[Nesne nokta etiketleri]
::::::
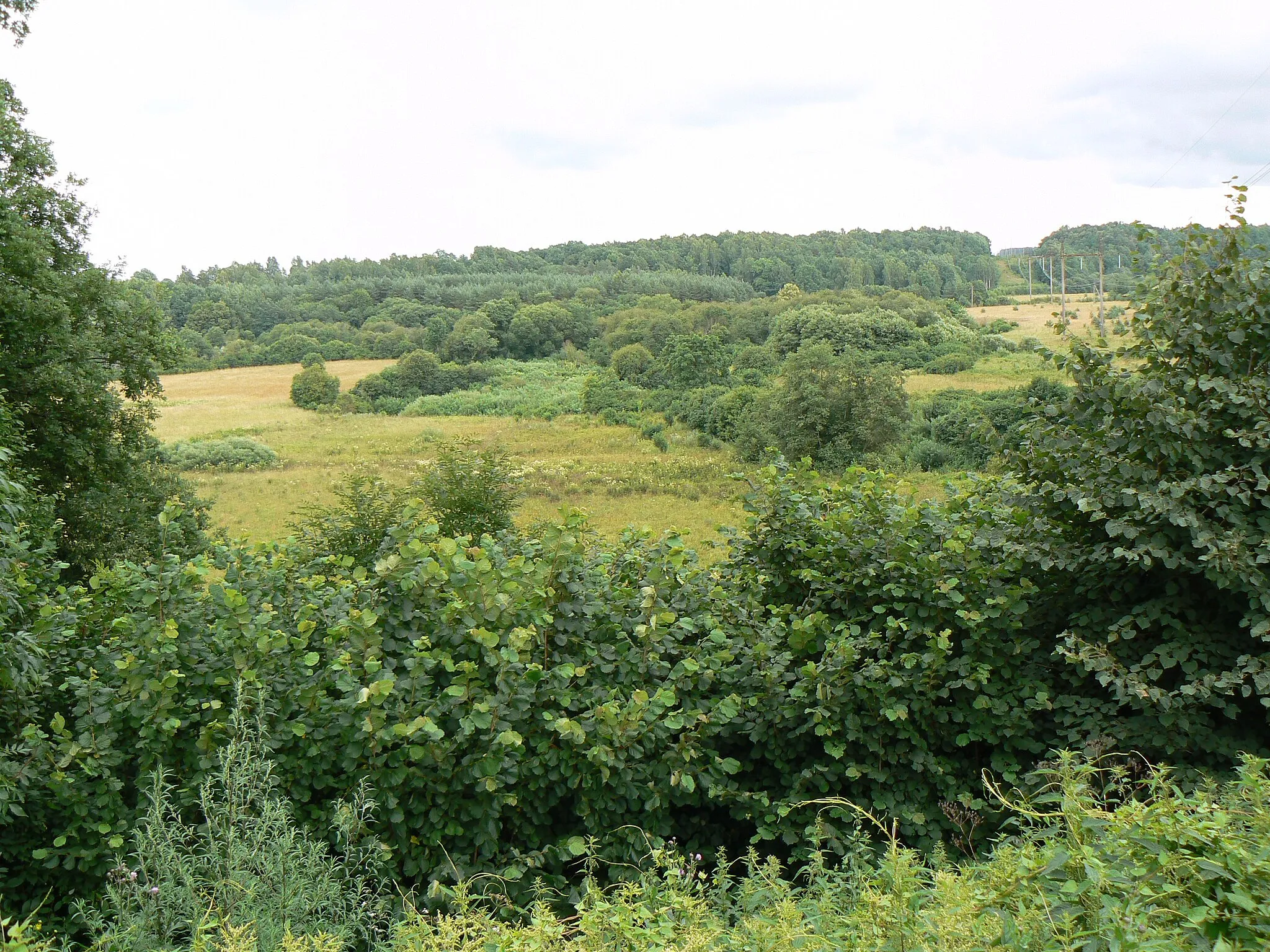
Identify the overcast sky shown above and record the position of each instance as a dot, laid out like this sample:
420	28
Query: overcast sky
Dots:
214	131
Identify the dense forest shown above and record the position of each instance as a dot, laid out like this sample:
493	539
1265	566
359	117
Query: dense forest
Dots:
1127	250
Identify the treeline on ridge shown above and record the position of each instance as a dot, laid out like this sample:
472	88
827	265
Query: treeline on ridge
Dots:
817	375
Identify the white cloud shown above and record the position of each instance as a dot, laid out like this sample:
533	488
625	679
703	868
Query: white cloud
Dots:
213	131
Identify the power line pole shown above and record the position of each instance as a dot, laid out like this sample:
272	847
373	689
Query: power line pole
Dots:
1062	263
1103	327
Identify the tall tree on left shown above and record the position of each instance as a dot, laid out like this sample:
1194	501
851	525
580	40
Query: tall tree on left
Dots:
79	359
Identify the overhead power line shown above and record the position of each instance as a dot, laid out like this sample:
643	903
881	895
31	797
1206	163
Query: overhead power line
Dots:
1259	174
1237	100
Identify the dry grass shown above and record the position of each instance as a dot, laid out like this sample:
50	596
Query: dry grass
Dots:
1037	316
571	461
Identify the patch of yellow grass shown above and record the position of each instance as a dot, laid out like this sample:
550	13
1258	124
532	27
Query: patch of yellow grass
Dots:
610	471
993	372
1037	315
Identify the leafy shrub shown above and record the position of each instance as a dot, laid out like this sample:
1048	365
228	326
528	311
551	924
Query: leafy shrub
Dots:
1156	470
357	522
607	391
930	455
831	409
314	387
418	374
1162	870
471	491
243	863
538	389
229	454
631	362
951	363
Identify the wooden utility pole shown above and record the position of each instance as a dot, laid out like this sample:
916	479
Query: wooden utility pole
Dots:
1103	328
1062	265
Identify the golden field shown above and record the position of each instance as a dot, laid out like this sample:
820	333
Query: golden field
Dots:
614	474
610	471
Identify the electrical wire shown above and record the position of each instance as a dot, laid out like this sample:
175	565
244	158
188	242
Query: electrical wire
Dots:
1259	174
1237	100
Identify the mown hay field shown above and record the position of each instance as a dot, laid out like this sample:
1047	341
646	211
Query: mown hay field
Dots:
614	474
610	471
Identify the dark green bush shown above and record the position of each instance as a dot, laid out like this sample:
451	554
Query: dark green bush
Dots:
314	387
607	391
229	454
471	490
418	374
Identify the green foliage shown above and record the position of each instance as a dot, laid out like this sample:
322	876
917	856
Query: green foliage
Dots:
951	363
967	431
631	362
541	389
418	374
79	361
693	361
470	490
1157	471
607	391
356	524
833	410
471	339
1083	874
243	862
24	936
528	304
229	454
314	387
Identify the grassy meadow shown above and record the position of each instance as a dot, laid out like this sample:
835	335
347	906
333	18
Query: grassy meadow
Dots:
614	474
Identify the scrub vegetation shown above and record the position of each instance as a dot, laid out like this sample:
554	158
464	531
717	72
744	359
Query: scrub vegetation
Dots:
430	707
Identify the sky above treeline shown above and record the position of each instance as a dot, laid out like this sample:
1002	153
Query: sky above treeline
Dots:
211	131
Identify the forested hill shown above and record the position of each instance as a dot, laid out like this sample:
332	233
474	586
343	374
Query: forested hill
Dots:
934	259
728	267
1127	249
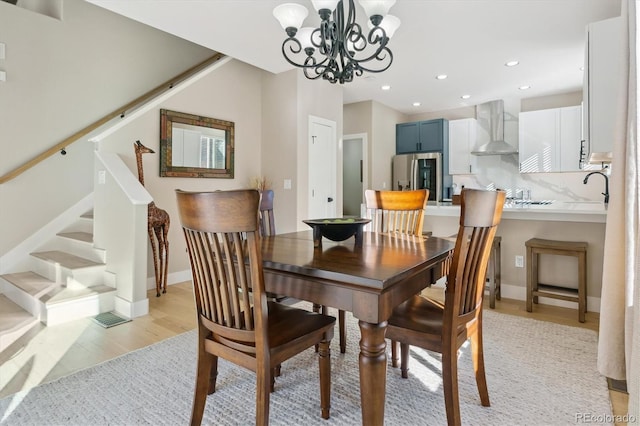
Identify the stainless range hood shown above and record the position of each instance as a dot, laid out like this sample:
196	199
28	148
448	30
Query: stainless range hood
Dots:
490	116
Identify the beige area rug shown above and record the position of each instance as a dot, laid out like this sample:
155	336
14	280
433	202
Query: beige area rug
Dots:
538	374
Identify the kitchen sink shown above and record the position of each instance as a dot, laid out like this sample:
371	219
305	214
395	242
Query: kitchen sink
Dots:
583	202
532	202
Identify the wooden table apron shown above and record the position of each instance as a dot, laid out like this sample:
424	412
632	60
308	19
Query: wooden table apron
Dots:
368	281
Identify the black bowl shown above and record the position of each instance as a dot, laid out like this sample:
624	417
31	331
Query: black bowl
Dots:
336	229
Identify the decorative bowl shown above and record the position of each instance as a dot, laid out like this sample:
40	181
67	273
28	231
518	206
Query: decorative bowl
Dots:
337	229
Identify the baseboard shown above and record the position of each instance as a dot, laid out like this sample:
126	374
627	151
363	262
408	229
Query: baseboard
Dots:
517	292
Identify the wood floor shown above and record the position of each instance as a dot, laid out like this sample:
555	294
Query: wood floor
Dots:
47	353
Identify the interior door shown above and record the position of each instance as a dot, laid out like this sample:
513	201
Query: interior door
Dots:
322	168
352	175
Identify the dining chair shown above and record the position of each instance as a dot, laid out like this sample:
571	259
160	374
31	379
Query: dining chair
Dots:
444	327
391	212
235	319
396	212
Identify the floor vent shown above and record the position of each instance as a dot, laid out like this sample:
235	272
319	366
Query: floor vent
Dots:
109	319
617	385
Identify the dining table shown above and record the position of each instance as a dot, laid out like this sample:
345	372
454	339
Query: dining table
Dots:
368	278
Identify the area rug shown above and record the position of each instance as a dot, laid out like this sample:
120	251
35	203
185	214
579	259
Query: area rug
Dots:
538	374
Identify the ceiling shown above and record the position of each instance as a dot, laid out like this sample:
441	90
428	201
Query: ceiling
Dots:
469	40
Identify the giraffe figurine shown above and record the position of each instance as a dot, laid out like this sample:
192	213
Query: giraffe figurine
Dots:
157	228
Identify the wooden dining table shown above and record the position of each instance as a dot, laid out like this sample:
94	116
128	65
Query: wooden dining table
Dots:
367	279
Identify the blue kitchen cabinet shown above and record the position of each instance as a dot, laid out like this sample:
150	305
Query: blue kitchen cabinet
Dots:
422	136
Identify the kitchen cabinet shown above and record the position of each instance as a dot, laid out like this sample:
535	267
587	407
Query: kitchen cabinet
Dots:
603	70
550	140
462	140
422	136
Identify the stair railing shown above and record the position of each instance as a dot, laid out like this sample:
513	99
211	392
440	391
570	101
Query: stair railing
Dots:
60	146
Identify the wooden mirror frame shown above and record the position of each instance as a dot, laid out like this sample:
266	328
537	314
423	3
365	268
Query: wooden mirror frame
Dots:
167	169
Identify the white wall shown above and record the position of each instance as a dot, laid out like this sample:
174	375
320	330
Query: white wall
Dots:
379	123
63	75
232	93
502	171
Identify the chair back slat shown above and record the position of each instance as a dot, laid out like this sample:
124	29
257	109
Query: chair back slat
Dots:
396	211
480	215
223	249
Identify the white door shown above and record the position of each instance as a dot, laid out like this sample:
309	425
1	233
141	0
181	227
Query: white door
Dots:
322	168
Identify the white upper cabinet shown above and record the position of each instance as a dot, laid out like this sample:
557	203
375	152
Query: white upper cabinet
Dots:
601	83
462	139
550	140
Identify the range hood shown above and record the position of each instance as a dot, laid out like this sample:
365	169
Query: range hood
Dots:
490	116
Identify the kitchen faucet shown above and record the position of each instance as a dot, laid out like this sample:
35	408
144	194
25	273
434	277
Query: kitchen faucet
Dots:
606	184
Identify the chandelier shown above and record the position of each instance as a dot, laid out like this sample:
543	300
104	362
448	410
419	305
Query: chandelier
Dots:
338	49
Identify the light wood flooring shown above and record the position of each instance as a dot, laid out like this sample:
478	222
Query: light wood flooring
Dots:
47	353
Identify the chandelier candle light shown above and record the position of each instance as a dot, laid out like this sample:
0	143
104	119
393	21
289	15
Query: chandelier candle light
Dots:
338	49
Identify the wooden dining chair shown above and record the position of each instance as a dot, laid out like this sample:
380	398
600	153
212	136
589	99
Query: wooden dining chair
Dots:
443	328
396	211
390	211
223	241
399	212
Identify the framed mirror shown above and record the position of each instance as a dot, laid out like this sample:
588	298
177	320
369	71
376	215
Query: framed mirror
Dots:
195	146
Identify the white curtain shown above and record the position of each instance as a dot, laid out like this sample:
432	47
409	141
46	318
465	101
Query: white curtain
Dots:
619	337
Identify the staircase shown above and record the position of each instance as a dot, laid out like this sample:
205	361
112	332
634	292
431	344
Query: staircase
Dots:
66	279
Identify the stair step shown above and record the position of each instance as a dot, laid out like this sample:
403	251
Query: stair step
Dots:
63	294
85	237
12	316
65	259
14	322
31	283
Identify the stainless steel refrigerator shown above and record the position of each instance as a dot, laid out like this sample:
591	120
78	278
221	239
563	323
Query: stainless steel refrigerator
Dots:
418	171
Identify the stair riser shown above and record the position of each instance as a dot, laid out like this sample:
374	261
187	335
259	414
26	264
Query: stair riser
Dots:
75	247
71	310
21	298
78	278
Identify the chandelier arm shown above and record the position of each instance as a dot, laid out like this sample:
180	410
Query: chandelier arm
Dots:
387	53
292	44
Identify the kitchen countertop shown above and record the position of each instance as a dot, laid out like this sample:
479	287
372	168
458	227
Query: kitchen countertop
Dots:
560	211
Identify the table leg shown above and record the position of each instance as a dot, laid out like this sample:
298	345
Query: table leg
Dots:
373	372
::::::
*Görev Yönergesi*
"Identify the stainless steel" ifadesini içeren satırdan başlayıp kayıtların sonuna kadar uzanan satırları, "table leg" yerine "chair leg" koyarak yeniden yazınız; bunun dışındaki her şeyi olduğu gibi bırakınız.

*Yazılı Yanıt*
Identify the stainless steel refrigerator shown above and record the position of each instance as a dot, laid out like this sample:
591	120
78	278
221	239
563	323
Query: stainless steel refrigerator
Dots:
418	171
Identify the stair riser shown above and record the position of each instance as a dot, laid out like this sample:
374	261
187	335
259	414
26	264
Query: stair riser
Dots:
75	247
71	310
21	298
78	278
Identify the chandelier arm shown above and record the position of each instance as a dot, laid out like this sample:
180	410
Query: chandelier arm
Dots:
387	53
292	44
Identify the kitchen countertop shown above and record the position of each instance as a dot, laid out like this sample:
479	287
372	168
458	227
Query: kitchen countertop
Dots:
560	211
Identify the chair leg shown above and record the position of each instance as a dot, laid out like this sample:
298	345
Query: chair leg
Dots:
373	372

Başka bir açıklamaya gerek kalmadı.